ARTICLE -
════
Tuesday, February 15, 2005
If its neighbour is distinguished as a centre of excellence in IT education, Shilparamam, a contrast in time and substance to the Cyber Towers, is memorable as a unique achievement in reviving and preserving centuries-old handicrafts and folk forms of theatre and dance. On display at the crafts village is the colourful and magnificent artistry of the countryside in all its splendour. The setting is exquisitely scenic and serene, encompassing 50 acres of greenery, millenia-old rock formations and undulating landscape. The vast expanse of land of this beautiful village is a gift of the Andhra Pradesh government to the South Zone Cultural Centre.
════
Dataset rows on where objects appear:
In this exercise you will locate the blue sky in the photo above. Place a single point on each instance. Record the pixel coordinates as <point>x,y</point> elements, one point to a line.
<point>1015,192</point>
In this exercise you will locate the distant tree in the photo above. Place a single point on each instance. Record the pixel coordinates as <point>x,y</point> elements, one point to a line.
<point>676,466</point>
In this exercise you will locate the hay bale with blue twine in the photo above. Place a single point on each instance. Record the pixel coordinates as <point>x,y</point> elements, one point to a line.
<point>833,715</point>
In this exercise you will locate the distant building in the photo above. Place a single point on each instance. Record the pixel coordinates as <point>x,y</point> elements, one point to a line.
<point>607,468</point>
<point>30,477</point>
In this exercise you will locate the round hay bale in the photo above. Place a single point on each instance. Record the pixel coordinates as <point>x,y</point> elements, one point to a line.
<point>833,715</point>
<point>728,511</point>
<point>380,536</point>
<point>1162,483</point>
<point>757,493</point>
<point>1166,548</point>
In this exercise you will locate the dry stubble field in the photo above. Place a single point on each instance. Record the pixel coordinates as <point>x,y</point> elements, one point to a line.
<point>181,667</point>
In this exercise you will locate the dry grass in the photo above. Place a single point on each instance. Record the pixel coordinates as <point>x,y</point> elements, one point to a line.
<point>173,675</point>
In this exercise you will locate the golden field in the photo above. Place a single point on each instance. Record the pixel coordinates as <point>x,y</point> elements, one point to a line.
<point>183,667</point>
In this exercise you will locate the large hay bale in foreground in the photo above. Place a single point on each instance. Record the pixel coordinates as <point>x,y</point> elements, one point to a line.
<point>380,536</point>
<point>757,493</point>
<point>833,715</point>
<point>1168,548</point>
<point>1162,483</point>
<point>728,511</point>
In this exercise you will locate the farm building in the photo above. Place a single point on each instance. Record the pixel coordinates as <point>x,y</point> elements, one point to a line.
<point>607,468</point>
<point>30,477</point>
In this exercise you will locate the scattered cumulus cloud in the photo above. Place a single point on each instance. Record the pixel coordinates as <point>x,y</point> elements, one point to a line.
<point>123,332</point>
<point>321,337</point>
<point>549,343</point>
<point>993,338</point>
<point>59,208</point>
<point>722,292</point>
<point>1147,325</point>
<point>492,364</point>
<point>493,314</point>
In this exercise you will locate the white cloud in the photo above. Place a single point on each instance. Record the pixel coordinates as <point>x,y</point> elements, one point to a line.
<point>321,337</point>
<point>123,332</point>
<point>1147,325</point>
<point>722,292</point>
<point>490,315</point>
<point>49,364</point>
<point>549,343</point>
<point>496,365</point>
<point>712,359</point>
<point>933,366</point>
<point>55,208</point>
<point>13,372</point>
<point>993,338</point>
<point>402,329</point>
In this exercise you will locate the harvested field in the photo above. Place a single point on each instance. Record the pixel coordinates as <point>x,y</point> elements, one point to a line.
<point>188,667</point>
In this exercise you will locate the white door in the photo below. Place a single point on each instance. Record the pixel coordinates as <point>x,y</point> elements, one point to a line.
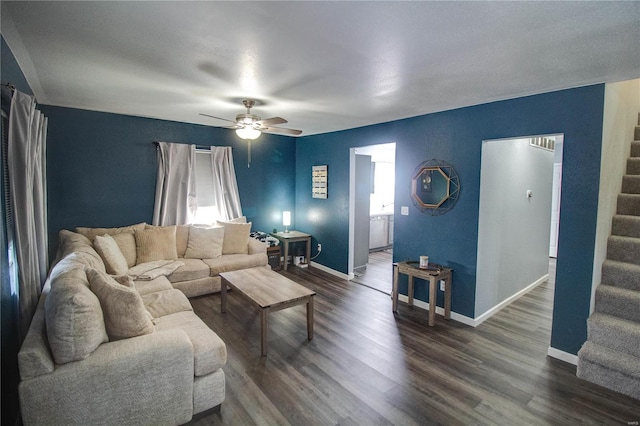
<point>555,209</point>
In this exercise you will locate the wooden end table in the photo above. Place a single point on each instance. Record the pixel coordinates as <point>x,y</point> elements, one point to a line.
<point>269,292</point>
<point>434,274</point>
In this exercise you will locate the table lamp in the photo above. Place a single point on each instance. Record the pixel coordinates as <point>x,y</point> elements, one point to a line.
<point>286,220</point>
════
THINGS TO DO -
a) According to the piece on Shilparamam, how many acres does the crafts village cover?
b) Reproduce the Shilparamam passage between "Tuesday, February 15, 2005" and "Zone Cultural Centre.", inclusive, renaming "village" to "complex" throughout.
c) Carry the passage on Shilparamam further, picking up after its final sentence.
The items play no part in this work.

EXPECTED ANSWERS -
a) 50 acres.

b)
Tuesday, February 15, 2005
If its neighbour is distinguished as a centre of excellence in IT education, Shilparamam, a contrast in time and substance to the Cyber Towers, is memorable as a unique achievement in reviving and preserving centuries-old handicrafts and folk forms of theatre and dance. On display at the crafts complex is the colourful and magnificent artistry of the countryside in all its splendour. The setting is exquisitely scenic and serene, encompassing 50 acres of greenery, millenia-old rock formations and undulating landscape. The vast expanse of land of this beautiful complex is a gift of the Andhra Pradesh government to the South Zone Cultural Centre.

c)
The entire project is conceived as an endless, year-round festival of arts and crafts showcasing the talents and the skills of the rural folk from all parts of the country. You enter the village through a majestic gateway flanked by two life-size terracotta horses. In sections specially provided for them, you can see craftsmen chiselling raw wood into objects of everlasting value, sculpting wonders from stone, harnessing metal into stunning images of gods and goddesses and weaving magic in cotton, silk and gold thread. These live demonstrations of artisanship bring back to the visitor pictures of a bygone era of Dhaka muslin, Kondapalli toys, Bankura horses, gudda-guddis of Punjab, temple arts and a motley of Indian arts and crafts forms which have survived the assaults of both the industrial and cyber revolutions. In short, a visit to the village is an unforgettable spiritual experience for the visitor.
As one visitor remarked: "The village was conceived with an idea to create an environment for the preservation of traditional crafts. A festival celebrated at Shilparamam is a ‘reincarnation of arts and crafts’ when artifacts, related functional skills and supportive traditions are presented in a manner connecting the boundaries between theatre, crafts, music, dance and poetry, each complementing the other."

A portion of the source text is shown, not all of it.